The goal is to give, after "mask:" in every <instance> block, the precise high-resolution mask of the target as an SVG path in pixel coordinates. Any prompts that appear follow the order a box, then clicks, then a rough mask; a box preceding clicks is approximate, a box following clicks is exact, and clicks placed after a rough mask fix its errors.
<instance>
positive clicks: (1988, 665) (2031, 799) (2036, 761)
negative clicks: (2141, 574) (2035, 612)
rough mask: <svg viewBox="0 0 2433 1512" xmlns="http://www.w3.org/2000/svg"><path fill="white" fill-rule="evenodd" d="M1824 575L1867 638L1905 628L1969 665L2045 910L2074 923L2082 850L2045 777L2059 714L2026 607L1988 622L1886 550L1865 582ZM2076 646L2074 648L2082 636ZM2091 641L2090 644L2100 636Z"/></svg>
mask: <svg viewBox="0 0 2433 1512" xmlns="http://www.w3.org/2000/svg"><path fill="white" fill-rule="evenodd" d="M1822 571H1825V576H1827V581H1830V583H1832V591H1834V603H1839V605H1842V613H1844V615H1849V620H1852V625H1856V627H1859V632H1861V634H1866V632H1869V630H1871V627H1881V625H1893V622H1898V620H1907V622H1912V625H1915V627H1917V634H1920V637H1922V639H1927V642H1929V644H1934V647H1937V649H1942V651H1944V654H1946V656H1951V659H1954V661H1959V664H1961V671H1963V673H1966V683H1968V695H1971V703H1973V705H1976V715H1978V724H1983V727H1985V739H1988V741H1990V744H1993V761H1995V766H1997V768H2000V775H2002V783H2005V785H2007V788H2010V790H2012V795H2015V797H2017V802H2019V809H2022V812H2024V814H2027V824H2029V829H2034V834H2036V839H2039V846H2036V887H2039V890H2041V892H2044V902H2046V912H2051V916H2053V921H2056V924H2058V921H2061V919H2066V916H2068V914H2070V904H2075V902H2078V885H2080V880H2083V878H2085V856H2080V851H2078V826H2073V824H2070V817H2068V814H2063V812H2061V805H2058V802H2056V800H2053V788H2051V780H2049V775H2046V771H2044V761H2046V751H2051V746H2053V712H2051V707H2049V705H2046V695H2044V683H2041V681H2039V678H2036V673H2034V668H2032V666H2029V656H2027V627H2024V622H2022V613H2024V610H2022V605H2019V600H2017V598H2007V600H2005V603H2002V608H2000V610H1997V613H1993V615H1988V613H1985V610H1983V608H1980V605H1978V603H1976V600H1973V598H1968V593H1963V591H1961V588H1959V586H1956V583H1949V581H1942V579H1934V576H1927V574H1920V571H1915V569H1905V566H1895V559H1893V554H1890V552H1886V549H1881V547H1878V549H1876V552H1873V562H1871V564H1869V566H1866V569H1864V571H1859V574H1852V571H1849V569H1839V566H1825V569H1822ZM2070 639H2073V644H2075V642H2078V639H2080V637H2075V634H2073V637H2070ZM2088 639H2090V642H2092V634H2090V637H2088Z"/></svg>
------------------------------------
▸ **EXERCISE OBJECTIVE**: Write out the records above again, swapping each "rough mask" for "coarse mask" and leaving every other character unchanged.

▸ **RESPONSE FOR THIS EXERCISE**:
The goal is to give, after "mask:" in every <instance> block, the precise high-resolution mask of the target as an SVG path in pixel coordinates. Any prompts that appear follow the order a box, then clicks, then a coarse mask; a box preceding clicks is approximate, a box following clicks is exact, and clicks placed after a coarse mask fix its errors.
<instance>
positive clicks: (1988, 665) (2031, 799) (2036, 761)
negative clicks: (2141, 574) (2035, 612)
coarse mask: <svg viewBox="0 0 2433 1512" xmlns="http://www.w3.org/2000/svg"><path fill="white" fill-rule="evenodd" d="M1824 575L1867 638L1905 628L1969 665L2045 910L2074 923L2082 850L2045 777L2059 714L2026 607L1988 622L1886 550L1865 582ZM2076 646L2074 648L2082 636ZM2091 641L2090 644L2100 636Z"/></svg>
mask: <svg viewBox="0 0 2433 1512" xmlns="http://www.w3.org/2000/svg"><path fill="white" fill-rule="evenodd" d="M1822 571H1825V576H1827V581H1830V583H1832V591H1834V603H1839V605H1842V613H1844V615H1849V620H1852V625H1856V627H1859V632H1861V634H1866V632H1869V630H1871V627H1881V625H1893V622H1898V620H1907V622H1912V625H1915V627H1917V634H1920V637H1922V639H1927V642H1929V644H1934V647H1937V649H1942V651H1944V654H1946V656H1951V659H1954V661H1959V664H1961V671H1963V673H1966V683H1968V695H1971V703H1973V705H1976V715H1978V724H1983V727H1985V739H1988V741H1990V744H1993V761H1995V766H1997V768H2000V775H2002V783H2005V785H2007V788H2010V790H2012V795H2015V797H2017V802H2019V809H2022V812H2024V814H2027V824H2029V829H2034V834H2036V839H2039V846H2036V887H2039V890H2041V892H2044V902H2046V912H2051V916H2053V921H2056V924H2058V921H2061V919H2066V916H2068V914H2070V904H2075V902H2078V885H2080V880H2083V878H2085V856H2080V851H2078V826H2073V824H2070V817H2068V814H2063V812H2061V805H2058V802H2056V800H2053V788H2051V780H2049V775H2046V771H2044V761H2046V751H2051V746H2053V712H2051V707H2049V705H2046V695H2044V683H2041V681H2039V678H2036V673H2034V668H2032V666H2029V656H2027V627H2024V622H2022V613H2024V610H2022V605H2019V600H2017V598H2007V600H2005V603H2002V608H2000V610H1997V613H1993V615H1988V613H1985V610H1983V608H1980V605H1978V603H1976V600H1973V598H1968V593H1963V591H1961V588H1959V586H1956V583H1949V581H1942V579H1934V576H1927V574H1920V571H1915V569H1905V566H1895V559H1893V554H1890V552H1886V549H1881V547H1878V549H1876V552H1873V562H1871V564H1869V566H1866V569H1864V571H1859V574H1852V571H1849V569H1839V566H1825V569H1822ZM2070 639H2073V644H2075V642H2078V639H2080V637H2075V634H2073V637H2070ZM2088 639H2090V642H2092V634H2090V637H2088Z"/></svg>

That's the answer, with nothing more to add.